### [Required task]
Count how many lines in the rows below contain the word "road", and reply with that number alone.

### [Provided data]
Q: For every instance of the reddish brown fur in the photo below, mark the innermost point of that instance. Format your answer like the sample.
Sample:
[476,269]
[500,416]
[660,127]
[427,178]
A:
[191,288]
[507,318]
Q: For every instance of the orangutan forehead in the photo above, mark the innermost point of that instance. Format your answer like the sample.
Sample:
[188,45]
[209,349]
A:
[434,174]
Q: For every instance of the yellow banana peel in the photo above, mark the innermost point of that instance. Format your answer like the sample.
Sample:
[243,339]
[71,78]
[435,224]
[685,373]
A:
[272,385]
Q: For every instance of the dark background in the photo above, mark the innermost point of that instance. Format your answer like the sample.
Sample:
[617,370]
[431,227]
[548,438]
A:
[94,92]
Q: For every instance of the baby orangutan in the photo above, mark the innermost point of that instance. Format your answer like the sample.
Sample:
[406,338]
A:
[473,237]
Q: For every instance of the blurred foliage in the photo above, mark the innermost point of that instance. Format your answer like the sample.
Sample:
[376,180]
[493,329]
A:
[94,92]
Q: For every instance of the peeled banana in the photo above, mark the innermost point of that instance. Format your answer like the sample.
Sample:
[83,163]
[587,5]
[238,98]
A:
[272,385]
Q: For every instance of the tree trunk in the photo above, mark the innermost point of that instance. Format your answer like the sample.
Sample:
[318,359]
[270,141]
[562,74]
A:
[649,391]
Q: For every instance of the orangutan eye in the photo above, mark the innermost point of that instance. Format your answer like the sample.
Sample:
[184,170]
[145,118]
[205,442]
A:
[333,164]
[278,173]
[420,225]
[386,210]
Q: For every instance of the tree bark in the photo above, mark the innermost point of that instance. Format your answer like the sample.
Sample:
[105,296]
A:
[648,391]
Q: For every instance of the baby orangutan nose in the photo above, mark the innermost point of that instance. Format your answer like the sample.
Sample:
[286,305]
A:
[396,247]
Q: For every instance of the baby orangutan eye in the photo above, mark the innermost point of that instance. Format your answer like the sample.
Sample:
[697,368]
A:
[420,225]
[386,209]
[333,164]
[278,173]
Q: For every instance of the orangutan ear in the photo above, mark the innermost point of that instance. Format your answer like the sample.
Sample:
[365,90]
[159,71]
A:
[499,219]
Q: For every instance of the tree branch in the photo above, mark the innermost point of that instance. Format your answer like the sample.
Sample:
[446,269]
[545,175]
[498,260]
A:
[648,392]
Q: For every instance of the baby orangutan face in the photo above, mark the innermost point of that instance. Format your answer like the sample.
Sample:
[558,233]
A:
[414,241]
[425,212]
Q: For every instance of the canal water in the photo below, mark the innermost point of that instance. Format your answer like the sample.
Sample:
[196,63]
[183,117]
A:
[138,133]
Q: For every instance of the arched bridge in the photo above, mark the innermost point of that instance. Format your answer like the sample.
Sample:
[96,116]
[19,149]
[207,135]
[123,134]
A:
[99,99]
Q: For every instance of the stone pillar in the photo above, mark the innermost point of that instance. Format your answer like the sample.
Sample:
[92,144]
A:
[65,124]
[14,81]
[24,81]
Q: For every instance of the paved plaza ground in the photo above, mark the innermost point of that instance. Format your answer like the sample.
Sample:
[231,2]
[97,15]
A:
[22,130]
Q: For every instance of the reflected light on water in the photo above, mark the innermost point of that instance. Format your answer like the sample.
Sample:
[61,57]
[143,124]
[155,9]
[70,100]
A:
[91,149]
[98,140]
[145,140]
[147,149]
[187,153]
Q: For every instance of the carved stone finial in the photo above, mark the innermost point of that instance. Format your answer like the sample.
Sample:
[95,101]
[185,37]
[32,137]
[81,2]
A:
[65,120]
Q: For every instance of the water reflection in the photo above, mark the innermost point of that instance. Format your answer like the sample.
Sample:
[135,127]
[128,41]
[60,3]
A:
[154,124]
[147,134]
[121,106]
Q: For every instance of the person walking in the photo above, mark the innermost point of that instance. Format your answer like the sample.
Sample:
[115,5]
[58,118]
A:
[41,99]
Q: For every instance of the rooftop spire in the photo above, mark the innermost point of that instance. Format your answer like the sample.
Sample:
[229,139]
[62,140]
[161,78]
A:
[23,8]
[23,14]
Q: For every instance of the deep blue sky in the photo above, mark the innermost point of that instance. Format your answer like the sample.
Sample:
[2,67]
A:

...

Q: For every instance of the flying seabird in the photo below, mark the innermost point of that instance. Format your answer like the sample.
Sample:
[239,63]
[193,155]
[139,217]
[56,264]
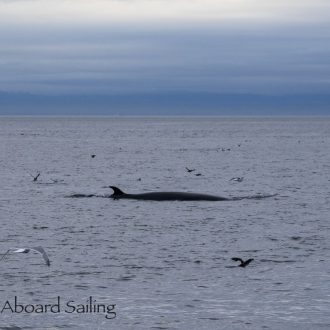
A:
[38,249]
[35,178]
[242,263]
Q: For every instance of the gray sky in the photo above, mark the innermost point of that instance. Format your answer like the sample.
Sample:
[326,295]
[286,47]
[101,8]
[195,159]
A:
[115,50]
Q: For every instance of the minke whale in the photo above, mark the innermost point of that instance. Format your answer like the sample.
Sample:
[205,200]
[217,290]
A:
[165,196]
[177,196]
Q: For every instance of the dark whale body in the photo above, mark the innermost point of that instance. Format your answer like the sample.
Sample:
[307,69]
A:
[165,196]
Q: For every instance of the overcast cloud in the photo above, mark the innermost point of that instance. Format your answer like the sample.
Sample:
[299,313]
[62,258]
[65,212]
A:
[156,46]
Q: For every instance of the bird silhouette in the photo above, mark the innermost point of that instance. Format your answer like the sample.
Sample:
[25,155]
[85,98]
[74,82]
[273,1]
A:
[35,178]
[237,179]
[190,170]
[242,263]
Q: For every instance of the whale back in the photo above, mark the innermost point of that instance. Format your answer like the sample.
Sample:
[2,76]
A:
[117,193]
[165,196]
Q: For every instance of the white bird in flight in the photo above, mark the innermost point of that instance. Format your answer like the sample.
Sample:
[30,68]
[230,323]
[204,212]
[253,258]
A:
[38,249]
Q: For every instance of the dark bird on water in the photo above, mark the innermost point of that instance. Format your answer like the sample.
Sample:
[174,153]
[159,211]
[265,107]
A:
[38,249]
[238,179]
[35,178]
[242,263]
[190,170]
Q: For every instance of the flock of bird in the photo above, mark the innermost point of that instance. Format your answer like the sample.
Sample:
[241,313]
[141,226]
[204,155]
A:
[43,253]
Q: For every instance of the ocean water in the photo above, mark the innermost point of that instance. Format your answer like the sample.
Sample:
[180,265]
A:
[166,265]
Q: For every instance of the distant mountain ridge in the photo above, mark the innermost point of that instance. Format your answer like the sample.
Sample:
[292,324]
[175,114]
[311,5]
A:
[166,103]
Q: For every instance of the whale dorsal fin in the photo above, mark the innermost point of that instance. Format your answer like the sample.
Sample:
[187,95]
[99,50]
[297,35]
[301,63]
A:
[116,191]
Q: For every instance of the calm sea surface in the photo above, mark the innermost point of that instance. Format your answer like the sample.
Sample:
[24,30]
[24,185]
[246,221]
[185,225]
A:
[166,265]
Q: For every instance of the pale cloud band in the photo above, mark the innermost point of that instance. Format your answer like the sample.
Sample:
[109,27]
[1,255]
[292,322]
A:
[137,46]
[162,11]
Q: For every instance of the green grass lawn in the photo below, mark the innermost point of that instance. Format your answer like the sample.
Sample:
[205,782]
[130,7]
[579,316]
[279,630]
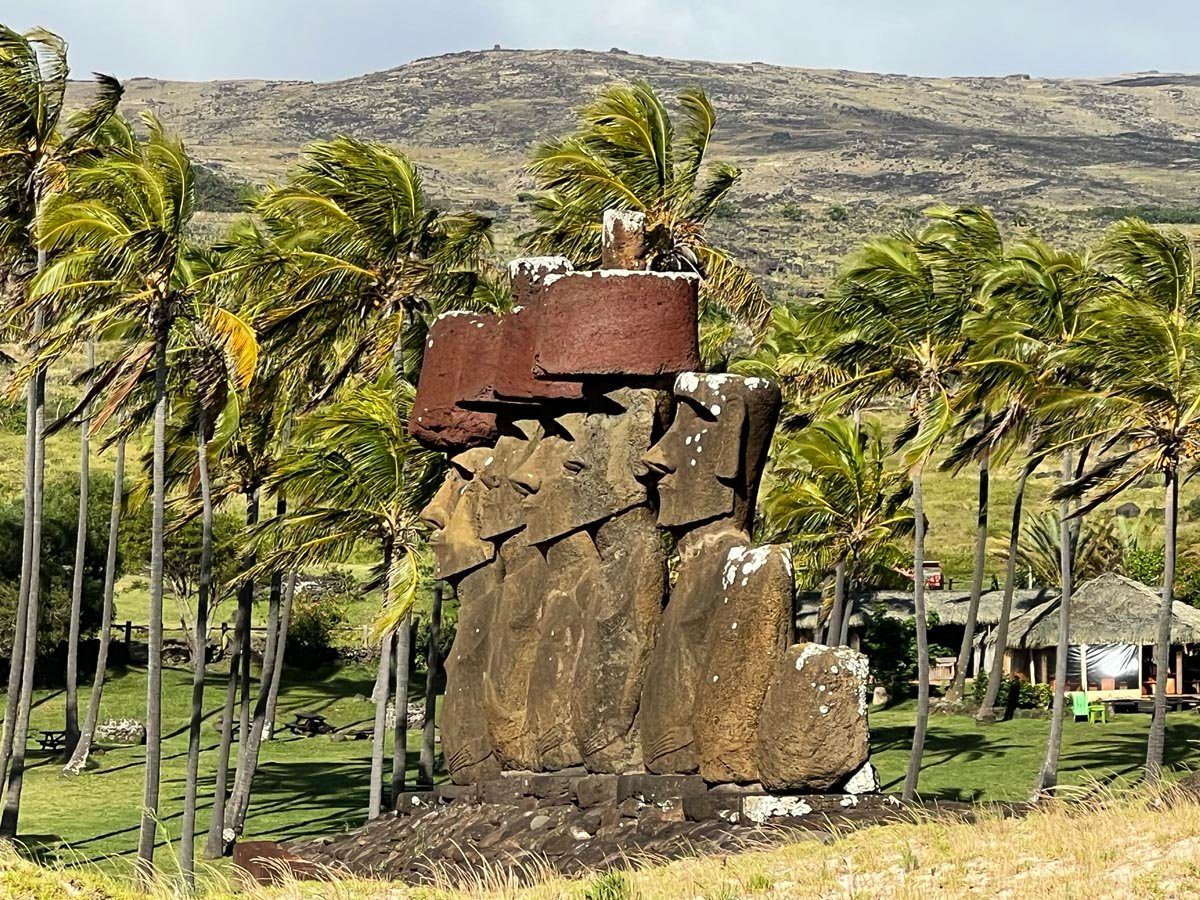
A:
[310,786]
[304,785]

--

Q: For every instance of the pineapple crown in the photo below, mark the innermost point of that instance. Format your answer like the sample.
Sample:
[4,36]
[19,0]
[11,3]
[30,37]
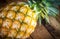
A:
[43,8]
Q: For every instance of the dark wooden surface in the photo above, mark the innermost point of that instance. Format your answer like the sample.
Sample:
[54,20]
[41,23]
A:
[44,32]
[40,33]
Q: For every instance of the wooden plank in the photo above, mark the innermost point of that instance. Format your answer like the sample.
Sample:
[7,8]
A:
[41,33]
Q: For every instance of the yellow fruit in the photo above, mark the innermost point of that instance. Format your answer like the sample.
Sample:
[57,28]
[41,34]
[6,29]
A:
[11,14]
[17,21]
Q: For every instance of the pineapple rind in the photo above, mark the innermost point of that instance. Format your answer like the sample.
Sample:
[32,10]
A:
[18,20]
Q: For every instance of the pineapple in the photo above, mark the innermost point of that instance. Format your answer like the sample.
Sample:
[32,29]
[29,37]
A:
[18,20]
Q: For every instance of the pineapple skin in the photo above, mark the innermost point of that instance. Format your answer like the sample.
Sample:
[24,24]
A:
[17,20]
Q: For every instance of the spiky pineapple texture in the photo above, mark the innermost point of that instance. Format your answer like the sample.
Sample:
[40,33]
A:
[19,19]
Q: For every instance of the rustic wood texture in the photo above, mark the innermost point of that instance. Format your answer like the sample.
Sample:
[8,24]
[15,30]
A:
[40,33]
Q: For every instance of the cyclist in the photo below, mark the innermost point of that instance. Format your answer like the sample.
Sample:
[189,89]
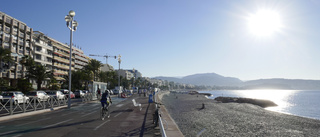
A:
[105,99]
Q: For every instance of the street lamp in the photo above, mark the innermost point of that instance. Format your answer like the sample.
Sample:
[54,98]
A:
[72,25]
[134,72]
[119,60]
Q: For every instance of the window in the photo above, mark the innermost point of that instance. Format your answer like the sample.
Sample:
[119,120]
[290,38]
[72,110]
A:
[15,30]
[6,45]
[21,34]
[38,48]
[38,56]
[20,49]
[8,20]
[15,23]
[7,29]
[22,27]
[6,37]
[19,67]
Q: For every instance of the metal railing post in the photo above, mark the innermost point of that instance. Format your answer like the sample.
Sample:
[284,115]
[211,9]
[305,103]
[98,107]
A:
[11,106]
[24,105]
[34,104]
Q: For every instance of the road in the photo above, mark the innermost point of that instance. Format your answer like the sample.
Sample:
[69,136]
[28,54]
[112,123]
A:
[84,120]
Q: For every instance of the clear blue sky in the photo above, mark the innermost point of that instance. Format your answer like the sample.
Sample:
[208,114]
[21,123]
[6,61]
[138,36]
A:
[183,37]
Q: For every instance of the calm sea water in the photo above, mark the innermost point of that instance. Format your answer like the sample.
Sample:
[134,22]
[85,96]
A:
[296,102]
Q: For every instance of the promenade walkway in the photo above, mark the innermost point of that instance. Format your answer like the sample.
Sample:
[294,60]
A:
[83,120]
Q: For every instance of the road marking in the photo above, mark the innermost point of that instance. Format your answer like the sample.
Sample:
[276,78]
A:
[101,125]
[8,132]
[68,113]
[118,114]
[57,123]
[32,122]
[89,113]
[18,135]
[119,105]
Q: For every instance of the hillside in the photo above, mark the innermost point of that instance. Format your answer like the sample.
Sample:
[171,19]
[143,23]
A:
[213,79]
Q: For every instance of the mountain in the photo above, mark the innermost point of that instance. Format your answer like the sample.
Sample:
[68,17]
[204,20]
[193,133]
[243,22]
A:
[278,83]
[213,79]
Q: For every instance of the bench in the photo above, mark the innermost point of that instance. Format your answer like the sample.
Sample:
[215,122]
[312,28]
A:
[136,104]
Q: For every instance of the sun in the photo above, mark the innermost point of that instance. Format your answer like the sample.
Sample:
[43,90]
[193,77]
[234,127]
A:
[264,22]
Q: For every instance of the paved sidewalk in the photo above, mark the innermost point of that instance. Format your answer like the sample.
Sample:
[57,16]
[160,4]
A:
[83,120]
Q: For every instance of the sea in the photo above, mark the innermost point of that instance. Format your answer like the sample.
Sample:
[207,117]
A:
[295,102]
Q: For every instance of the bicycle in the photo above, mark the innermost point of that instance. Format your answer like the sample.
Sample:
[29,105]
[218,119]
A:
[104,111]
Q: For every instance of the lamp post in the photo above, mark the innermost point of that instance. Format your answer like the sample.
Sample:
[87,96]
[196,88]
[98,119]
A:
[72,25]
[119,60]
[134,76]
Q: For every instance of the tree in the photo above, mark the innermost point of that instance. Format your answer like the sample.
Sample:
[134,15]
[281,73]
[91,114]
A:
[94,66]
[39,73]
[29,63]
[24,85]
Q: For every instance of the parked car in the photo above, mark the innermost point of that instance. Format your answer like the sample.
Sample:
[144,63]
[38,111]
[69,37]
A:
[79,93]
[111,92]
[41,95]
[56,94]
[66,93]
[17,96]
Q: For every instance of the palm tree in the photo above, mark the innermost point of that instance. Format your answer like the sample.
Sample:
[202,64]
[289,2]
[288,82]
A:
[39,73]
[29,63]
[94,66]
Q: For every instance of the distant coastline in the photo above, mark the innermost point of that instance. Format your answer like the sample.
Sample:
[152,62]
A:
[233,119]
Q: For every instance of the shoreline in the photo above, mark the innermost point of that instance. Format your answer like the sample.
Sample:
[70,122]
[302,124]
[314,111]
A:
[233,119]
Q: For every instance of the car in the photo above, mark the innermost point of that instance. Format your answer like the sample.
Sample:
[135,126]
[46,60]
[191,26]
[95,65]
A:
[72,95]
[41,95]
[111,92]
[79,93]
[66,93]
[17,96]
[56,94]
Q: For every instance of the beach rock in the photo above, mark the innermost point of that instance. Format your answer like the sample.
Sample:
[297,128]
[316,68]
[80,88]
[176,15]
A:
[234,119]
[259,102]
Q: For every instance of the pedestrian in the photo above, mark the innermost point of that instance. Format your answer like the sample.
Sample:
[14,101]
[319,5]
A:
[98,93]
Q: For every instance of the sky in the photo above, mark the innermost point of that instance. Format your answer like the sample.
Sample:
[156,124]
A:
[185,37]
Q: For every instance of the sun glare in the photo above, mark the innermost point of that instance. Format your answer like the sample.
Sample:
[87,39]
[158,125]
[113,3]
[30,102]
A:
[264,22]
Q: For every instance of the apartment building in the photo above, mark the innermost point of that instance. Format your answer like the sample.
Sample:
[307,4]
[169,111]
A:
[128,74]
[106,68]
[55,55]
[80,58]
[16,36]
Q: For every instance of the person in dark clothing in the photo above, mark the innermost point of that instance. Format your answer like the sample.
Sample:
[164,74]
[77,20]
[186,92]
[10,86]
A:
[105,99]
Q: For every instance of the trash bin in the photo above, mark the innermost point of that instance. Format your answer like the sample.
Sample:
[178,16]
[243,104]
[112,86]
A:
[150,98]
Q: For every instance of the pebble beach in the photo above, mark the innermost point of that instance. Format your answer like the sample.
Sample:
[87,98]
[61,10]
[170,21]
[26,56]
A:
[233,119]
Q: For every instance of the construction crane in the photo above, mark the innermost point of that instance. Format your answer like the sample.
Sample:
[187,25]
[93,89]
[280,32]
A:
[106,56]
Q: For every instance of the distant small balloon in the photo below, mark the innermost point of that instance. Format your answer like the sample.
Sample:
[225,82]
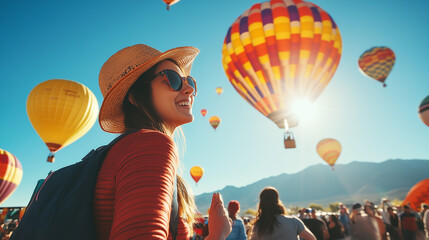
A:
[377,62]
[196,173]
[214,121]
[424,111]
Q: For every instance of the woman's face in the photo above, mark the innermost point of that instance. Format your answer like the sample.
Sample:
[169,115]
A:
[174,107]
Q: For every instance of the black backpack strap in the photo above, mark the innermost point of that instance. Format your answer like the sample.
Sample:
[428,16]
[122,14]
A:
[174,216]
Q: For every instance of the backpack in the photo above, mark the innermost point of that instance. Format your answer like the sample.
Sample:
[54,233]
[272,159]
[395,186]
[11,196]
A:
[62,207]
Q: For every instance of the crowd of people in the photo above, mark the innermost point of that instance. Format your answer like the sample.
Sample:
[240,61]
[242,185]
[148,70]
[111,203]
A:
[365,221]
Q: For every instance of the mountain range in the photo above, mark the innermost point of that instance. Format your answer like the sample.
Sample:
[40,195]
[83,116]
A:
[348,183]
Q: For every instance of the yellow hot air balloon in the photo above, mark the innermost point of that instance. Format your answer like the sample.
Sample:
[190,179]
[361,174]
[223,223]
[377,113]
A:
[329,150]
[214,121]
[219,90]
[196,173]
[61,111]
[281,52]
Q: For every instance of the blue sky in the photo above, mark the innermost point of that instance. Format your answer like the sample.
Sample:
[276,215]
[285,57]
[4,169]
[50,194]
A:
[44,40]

### [Answer for the task]
2